Task statement.
Copy the thread from the words "encoding JPEG files" through "actually being used).", swapping "Huffman table" for "Huffman code table".
━━━━━ Text passage ━━━━━
This is even more true for hardware, from what I know many hardware designers are in bad terms with programmers because they insist on completely ignoring to keep reserved bits untouched (that's another thing, if you just want to change a flag, make sure you only modify that bit rather than overwriting the entire value).

Then again don't assume that just because you document it as "must be zero" programmers will pay attention. There will always be somebody who notices that those bits do nothing and then will use them for its own purposes... Of course it's even worse when two programmers notice it separately and decide to reuse those bits with different purposes in each case - enjoy the debugging nightmare.

Errors are too easy to ignore - it might be better to just and the flag word with a mask of the valid bits.

That won't solve the problem if the library is dynamically linked, though, as soon as you'll roll out a version of the library which actually uses those reserved bits the crappy application will still be using the bits incorrectly and you're back to square one.

Yes, and moreover, if any of the "reserved" bits are set, the function should return an error.

Errors are too easy to ignore - it might be better to just and the flag word with a mask of the valid bits.

Tell that to Microsoft. A large amount of Windows programs do stuff that they should never do in the first place, and then if a new version of Windows comes along that breaks those programs relying on undefined behavior, the users will blame Microsoft, not the developers of those programs. There's a reason why Windows has such a ridiculous amount of weird stuff for the sake of backwards compatibility.

That said: a function that ends up in an error if you use reserved flags should be the kind of issue that pop ups immediately, right? I mean, the function would even refuse to work, that alone would prevent the buggy code from even working in the first place, which would force developers to not use reserved flags, period. OK, in some situations it may not be obvious and get ignored, but it should reduce the amount of cases considerably.

Simple solution: Don't just return an error, fail violently.

sometimes this is good and sometimes it is bad, and sometimes it helps find errors, or results in the app failing for stupid reasons.

case where it was good (maybe):

encoding JPEG files where the DC coefficient Huffman table had more than 16 entires;

"Windows Photo Viewer" was like "nope, not going to open this...", turns out this case is essentially reserved for some later (not widely used or supported) JPEG extensions, namely the ability to scale the quantization table on a block-per-block basis (and photo viewer cared how many entries were in the table, rather than which values were actually being used).

cases where it was not as good:

getting an error box whenever a LoadLibrary or GetProcAddress call failed, in a case where I really did want it to fail quietly;

I then ended up having to resort to using SEH to catch an exception, so that the code could quietly return a NULL on failure (it was being used to probe for optional libraries and features);

the event which originally prompted me to look into developing a custom script language in the first place (a bit over a decade ago): code within a library (IIRC, Guile) being hard-coded to call "abort()" on the first sign of trouble (*1).

*1: at the time, this seemed like damn near the worst possible solution to the problem, but it wasn't until later on that I discovered that the intention was that people would then use "signal()" with "SIGABRT" and "longjmp()" to implement a makeshift exception handler...

for the most part for C code, I have tended to prefer the "return with an error status" strategy. a lot of code basically ended up using a special pointer value (which I called "UNDEFINED"), generally with an error-status variable hidden in the background, so that it would be possible to spot the combination of UNDEFINED and an error status, and handle it as appropriate.

a better strategy in retrospect would have probably been to make UNDEFINED be a value range, where the type of condition that raised the error could be encoded within the value (with the use of an error variable, it is possible for multiple piece of code to set the status in the course of the same error, making it harder to detect the initial or "most important" error condition).

granted, initially, this was before I had the idea of encoding information inside pointer value-ranges either (tagged references and pointers were seen as separate, and tagged references would often actually encode the "index" of a heap object rather than the "address" of the object, and pointers were generally treated as raw pointers and generally assumed to normally point to accessible memory objects, ...). over the years, a lot of this would change...
━━━━━ Supplied data ━━━━━
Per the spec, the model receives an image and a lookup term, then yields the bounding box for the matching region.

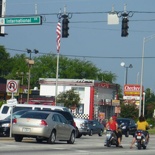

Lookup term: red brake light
[73,122,76,128]
[137,132,141,136]
[40,120,47,126]
[12,118,17,124]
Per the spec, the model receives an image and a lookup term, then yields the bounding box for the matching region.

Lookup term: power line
[5,48,155,59]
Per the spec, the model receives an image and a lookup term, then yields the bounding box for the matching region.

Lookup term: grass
[148,127,155,134]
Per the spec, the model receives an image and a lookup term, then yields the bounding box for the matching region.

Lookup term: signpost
[0,16,42,26]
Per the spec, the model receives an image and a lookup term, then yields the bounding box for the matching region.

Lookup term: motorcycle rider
[130,115,149,149]
[106,117,123,148]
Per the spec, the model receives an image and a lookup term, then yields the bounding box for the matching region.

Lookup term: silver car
[12,111,75,144]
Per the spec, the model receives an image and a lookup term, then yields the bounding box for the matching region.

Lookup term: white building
[39,78,117,119]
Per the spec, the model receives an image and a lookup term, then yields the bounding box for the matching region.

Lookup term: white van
[0,104,69,120]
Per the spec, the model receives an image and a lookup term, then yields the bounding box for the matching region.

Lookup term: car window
[2,106,9,114]
[59,115,68,124]
[52,114,60,122]
[56,111,73,120]
[21,112,49,119]
[13,107,32,113]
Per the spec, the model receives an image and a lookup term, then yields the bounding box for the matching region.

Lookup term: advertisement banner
[124,84,144,96]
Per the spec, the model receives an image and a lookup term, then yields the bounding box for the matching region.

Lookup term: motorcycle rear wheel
[107,141,111,147]
[137,143,141,150]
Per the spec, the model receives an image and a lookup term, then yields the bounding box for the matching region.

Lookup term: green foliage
[120,103,139,120]
[0,101,5,108]
[146,118,155,127]
[57,89,80,108]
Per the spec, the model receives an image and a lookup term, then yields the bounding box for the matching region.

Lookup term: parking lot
[0,135,155,155]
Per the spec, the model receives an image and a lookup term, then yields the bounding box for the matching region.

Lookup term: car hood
[0,119,10,124]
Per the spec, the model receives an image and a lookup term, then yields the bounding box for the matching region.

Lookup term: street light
[139,34,155,116]
[143,92,145,116]
[26,49,39,103]
[16,72,24,85]
[121,62,133,84]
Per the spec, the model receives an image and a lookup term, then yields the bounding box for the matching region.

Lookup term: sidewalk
[0,137,34,141]
[0,137,14,141]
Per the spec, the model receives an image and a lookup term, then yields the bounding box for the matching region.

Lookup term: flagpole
[55,18,61,105]
[55,52,59,105]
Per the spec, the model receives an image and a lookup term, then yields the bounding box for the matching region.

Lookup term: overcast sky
[0,0,155,91]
━━━━━
Result of the exercise.
encoding JPEG files where the DC coefficient Huffman code table had more than 16 entires;

"Windows Photo Viewer" was like "nope, not going to open this...", turns out this case is essentially reserved for some later (not widely used or supported) JPEG extensions, namely the ability to scale the quantization table on a block-per-block basis (and photo viewer cared how many entries were in the table, rather than which values were actually being used).